* Exercise requirements
Copy exactly, and only, the lines from the line containing "Expected: one point per instance of the green foliage" through the last line of the records below, both included.

[Data extracted from a collection]
════════════════════

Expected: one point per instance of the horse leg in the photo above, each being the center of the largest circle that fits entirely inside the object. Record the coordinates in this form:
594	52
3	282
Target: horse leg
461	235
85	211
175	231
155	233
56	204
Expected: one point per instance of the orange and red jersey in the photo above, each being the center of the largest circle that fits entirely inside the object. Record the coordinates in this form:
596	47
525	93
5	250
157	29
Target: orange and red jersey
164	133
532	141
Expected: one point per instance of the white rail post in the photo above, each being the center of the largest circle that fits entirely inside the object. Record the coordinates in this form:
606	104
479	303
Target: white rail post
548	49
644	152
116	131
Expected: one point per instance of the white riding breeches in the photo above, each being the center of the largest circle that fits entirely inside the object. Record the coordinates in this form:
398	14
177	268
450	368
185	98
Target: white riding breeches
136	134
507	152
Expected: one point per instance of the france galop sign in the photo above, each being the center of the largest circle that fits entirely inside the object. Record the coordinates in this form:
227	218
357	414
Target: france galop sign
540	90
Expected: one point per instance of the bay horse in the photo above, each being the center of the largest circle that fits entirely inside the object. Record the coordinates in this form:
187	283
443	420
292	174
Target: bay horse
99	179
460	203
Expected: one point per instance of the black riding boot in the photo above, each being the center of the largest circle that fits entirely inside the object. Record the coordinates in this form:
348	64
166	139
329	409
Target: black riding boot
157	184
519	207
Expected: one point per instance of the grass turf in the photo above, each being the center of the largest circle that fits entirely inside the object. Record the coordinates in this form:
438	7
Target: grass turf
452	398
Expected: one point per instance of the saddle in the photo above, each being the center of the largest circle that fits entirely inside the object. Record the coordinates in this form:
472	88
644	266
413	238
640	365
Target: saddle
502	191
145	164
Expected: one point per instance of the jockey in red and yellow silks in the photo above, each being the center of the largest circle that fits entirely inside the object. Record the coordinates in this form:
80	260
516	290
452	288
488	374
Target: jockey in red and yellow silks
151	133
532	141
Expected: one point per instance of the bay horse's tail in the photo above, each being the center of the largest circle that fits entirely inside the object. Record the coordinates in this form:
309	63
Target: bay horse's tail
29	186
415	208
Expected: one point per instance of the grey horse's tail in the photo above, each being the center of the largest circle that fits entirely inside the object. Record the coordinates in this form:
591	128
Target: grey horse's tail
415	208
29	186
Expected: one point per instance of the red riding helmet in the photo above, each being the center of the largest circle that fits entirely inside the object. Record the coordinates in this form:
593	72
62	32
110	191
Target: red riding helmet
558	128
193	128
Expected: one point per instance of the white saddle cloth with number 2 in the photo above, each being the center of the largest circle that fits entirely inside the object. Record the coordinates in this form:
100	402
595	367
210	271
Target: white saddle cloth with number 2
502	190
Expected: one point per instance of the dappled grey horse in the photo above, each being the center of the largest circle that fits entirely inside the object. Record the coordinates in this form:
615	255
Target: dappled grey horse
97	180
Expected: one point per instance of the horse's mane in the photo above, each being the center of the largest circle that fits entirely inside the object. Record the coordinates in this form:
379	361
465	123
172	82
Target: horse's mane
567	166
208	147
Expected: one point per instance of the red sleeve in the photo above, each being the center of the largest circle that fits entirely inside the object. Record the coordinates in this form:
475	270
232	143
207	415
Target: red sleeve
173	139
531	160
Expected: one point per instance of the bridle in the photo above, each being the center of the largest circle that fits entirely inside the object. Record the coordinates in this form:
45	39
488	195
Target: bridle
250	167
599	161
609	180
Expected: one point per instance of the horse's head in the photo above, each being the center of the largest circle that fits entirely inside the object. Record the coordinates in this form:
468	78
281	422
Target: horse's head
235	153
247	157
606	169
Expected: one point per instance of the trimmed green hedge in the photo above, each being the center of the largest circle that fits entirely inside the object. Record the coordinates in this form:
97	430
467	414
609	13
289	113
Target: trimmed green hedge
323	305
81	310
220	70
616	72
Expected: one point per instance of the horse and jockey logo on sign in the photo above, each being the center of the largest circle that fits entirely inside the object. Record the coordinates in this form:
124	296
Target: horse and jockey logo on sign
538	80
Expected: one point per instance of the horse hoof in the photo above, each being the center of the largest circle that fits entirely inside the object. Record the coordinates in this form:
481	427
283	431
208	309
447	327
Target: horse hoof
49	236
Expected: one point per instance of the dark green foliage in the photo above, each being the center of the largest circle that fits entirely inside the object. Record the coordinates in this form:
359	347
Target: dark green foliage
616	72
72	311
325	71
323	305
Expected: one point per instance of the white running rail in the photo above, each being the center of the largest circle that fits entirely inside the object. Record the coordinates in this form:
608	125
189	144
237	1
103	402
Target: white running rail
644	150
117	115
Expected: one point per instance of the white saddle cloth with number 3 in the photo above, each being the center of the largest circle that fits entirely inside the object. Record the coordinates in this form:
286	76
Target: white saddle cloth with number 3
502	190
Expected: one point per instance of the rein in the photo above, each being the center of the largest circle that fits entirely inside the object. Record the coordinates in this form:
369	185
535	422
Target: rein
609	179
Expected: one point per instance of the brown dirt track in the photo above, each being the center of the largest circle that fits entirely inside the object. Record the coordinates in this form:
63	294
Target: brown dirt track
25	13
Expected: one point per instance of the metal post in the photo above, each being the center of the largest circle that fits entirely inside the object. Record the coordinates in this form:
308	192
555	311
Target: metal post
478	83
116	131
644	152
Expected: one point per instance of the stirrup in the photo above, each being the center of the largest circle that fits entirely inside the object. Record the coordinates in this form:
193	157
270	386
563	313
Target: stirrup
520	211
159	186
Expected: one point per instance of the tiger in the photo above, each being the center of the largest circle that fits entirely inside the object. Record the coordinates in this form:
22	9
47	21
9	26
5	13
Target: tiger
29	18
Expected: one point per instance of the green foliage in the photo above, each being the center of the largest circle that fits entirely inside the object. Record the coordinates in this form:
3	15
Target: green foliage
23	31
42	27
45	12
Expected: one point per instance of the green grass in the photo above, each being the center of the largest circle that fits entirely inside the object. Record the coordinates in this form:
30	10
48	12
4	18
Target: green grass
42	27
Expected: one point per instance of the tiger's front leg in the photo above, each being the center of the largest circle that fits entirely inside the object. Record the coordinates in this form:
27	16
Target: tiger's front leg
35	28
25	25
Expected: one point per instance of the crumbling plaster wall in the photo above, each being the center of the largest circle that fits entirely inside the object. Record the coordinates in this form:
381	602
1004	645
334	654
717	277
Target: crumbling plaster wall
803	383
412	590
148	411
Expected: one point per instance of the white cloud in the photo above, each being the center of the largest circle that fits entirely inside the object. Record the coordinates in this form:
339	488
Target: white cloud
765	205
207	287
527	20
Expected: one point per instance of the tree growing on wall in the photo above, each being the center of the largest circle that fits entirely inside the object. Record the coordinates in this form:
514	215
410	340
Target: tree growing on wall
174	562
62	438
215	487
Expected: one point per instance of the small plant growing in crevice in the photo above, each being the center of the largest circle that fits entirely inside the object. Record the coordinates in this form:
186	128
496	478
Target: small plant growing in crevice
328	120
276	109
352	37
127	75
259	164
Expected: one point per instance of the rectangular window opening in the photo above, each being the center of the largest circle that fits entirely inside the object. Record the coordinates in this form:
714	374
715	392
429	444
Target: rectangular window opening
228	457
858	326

════════════════════

* Task result
Expected: one point per instance of the green foliage in the photo above, each being the center of the largest circle that fits entirely inside the object. Record the coordinates in this form:
3	15
Target: green foliage
23	31
42	27
45	12
Expected: one point per instance of the green grass in the photo above, each being the center of the largest circle that fits entirely inside the object. Record the coordinates in this form:
30	10
48	12
4	18
Target: green grass
42	27
Expected: one point per instance of the tiger's front leg in the photo above, each being the center of the largest circle that fits entirely inside the object. Record the coordinates in this form:
27	16
Target: tiger's front leg
35	28
25	25
Expected: one point per instance of the crumbling plaster wall in the photo above, each being the center of the largest circle that fits entirely inside the object. Record the coordinates in this form:
381	602
1004	645
334	654
717	277
Target: crumbling plaster wall
803	383
412	590
148	411
Expected: one point per instance of the white cloud in the photo above, each being the center of the largest circle that fits entirely inside the object. Record the coordinates in this form:
339	488
Target: white cloud
765	205
207	287
527	20
Expected: one point per instance of the tree growing on wall in the photo above, each being the center of the largest circle that fits entirely inside the object. Record the coordinates in this form:
514	215
410	340
Target: tree growing on wall
174	562
62	438
215	487
Expected: one point per instance of the small plant growing in crevice in the photo above, each being the center of the largest circle that fits entirely inside the object. Record the coordinates in this form:
186	128
496	478
Target: small plant growing in crevice
328	120
276	109
352	37
127	75
259	164
Expected: one point per instance of the rectangular window opening in the photo above, each being the center of the largest circle that fits entirely inside the object. Record the coordinates in this form:
714	374
715	392
429	444
Target: rectangular window opening
228	457
858	326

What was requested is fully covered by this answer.